Action item - Below are records; transcribe only the line with "Where can the dark" and those after it, through the last line, without any change.

Provided records -
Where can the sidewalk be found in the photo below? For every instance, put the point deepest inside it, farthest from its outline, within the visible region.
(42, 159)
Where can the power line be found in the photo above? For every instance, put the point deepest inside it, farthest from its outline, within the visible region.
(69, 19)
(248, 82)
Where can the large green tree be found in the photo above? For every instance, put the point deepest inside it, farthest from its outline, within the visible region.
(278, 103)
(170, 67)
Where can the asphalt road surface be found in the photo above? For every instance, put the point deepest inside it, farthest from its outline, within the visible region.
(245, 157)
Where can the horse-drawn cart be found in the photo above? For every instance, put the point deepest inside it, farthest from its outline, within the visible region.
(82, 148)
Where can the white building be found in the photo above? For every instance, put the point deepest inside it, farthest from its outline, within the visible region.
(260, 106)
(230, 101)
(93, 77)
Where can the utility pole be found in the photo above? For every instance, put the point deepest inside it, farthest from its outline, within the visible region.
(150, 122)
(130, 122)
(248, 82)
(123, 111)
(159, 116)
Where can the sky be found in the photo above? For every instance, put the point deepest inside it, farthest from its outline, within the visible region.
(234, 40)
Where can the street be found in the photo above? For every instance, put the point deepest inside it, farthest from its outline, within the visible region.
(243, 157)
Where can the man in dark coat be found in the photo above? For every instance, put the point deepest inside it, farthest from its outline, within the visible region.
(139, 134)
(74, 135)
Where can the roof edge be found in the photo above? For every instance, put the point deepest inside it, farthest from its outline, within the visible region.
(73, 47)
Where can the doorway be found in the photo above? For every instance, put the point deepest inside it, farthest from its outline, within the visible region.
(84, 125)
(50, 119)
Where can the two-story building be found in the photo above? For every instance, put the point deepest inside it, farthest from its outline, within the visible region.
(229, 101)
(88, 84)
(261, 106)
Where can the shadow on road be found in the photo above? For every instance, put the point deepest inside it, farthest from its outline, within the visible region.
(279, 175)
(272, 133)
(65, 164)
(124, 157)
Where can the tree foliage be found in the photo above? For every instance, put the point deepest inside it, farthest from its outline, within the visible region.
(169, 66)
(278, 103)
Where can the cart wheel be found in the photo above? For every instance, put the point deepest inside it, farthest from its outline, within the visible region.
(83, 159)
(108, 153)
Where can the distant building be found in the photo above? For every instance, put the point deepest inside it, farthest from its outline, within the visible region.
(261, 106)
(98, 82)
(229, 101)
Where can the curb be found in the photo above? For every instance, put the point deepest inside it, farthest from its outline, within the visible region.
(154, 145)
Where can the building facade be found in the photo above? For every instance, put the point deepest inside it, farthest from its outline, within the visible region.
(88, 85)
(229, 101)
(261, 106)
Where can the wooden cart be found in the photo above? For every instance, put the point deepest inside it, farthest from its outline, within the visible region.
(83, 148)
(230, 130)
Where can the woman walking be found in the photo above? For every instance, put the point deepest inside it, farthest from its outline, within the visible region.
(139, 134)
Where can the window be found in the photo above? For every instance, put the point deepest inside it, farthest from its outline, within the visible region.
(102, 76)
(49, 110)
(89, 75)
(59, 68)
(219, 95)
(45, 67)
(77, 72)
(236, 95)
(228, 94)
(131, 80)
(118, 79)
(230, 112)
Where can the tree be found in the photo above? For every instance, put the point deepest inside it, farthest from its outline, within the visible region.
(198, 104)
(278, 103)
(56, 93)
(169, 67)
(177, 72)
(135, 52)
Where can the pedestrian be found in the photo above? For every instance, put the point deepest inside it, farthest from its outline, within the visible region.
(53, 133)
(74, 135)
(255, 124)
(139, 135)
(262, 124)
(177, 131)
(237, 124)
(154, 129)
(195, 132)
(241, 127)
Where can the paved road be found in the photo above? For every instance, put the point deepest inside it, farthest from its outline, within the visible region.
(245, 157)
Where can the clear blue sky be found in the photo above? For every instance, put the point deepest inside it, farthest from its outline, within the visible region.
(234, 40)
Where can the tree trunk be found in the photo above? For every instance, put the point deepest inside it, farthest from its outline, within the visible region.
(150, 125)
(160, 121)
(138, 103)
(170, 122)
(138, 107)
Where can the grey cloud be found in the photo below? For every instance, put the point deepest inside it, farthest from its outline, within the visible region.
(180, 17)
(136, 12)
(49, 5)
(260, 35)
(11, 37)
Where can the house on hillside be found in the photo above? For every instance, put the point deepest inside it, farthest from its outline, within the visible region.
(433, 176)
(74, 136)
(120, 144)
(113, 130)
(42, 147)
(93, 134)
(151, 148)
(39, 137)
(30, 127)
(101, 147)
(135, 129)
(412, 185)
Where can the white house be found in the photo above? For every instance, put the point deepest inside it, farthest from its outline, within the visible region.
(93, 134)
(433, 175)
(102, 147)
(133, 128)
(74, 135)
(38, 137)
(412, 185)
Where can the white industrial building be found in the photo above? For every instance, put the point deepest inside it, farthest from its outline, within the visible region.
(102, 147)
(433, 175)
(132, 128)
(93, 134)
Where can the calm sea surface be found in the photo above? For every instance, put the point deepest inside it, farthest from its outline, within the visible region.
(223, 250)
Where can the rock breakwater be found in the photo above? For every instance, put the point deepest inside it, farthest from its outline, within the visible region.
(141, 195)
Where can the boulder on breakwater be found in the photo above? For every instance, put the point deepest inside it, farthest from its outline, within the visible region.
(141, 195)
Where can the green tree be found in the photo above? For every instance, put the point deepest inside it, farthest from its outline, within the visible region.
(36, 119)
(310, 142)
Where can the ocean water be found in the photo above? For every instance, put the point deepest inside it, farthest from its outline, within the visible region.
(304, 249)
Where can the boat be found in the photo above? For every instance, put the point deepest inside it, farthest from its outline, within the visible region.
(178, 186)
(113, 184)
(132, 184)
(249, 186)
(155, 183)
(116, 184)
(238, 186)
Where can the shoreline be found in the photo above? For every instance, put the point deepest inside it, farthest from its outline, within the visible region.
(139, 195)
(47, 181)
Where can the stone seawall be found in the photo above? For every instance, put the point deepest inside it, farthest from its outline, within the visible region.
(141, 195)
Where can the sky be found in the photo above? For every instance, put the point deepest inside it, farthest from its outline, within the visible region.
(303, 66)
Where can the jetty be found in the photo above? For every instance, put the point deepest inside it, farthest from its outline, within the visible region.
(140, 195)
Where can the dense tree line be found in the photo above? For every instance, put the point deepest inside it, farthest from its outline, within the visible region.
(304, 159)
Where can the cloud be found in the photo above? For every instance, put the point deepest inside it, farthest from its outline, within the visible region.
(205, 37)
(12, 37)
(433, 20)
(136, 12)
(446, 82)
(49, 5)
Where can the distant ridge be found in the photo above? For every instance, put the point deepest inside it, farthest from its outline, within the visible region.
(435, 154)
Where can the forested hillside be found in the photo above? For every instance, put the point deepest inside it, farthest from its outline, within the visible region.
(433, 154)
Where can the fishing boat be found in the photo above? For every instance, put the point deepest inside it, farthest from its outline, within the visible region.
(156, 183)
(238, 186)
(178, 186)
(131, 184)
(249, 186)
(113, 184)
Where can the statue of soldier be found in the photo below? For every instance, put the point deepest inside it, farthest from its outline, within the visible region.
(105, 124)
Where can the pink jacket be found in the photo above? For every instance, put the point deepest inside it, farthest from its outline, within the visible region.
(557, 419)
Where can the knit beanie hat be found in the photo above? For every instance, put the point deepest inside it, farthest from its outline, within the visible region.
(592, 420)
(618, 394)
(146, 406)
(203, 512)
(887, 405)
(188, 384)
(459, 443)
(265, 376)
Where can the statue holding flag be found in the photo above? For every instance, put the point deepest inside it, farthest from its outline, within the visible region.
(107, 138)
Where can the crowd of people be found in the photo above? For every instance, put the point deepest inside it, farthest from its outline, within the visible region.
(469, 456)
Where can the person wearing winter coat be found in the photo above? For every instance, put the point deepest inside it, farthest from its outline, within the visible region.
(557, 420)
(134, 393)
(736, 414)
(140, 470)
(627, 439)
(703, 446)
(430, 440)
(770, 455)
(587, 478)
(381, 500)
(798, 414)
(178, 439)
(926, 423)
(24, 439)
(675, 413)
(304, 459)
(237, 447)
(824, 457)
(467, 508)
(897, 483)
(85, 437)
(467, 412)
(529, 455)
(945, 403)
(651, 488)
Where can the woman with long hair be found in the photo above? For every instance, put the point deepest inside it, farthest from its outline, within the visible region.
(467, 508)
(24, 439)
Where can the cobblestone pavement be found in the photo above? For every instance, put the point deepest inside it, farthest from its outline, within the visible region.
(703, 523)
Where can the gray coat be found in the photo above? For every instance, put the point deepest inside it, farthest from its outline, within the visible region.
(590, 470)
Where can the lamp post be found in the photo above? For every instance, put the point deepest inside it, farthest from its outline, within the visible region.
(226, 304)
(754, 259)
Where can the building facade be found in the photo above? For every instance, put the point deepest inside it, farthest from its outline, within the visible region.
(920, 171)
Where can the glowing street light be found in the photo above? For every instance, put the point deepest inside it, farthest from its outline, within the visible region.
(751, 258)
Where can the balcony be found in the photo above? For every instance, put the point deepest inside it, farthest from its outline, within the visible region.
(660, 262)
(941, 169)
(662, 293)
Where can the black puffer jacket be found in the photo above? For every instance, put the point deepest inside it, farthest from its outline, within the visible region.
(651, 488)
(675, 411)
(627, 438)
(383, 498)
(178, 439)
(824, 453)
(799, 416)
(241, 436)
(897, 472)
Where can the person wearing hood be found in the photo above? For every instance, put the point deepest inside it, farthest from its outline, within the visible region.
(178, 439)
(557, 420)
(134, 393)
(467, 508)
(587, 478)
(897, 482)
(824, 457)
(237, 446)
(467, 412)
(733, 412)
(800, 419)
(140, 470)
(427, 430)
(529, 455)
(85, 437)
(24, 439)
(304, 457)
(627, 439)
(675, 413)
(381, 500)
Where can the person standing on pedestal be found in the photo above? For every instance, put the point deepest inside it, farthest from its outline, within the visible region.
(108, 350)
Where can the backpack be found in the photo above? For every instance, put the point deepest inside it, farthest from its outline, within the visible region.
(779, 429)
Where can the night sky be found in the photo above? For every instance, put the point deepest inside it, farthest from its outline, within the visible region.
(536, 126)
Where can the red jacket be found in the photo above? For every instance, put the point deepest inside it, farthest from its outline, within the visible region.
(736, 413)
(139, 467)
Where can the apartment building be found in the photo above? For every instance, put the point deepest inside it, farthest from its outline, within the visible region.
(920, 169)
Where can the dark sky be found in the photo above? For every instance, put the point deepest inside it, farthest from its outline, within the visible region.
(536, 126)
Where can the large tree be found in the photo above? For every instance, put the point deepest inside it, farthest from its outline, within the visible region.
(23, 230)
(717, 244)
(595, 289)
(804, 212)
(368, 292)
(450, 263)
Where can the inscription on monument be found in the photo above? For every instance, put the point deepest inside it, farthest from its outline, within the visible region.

Answer to this exercise -
Where can the dark sky be found in the photo above? For every instance, put the point deepest inside it, farthest from its outline, within the visible region.
(536, 126)
Where can the large tree be found in the photo above? For every instance, put the point deepest inside it, farthest from its outline, within the visible region.
(23, 230)
(717, 244)
(595, 289)
(804, 212)
(368, 292)
(450, 263)
Where can the inscription on monument be found in the photo above? For every instance, put the point deepest inside it, farthest from its outline, within the visible region.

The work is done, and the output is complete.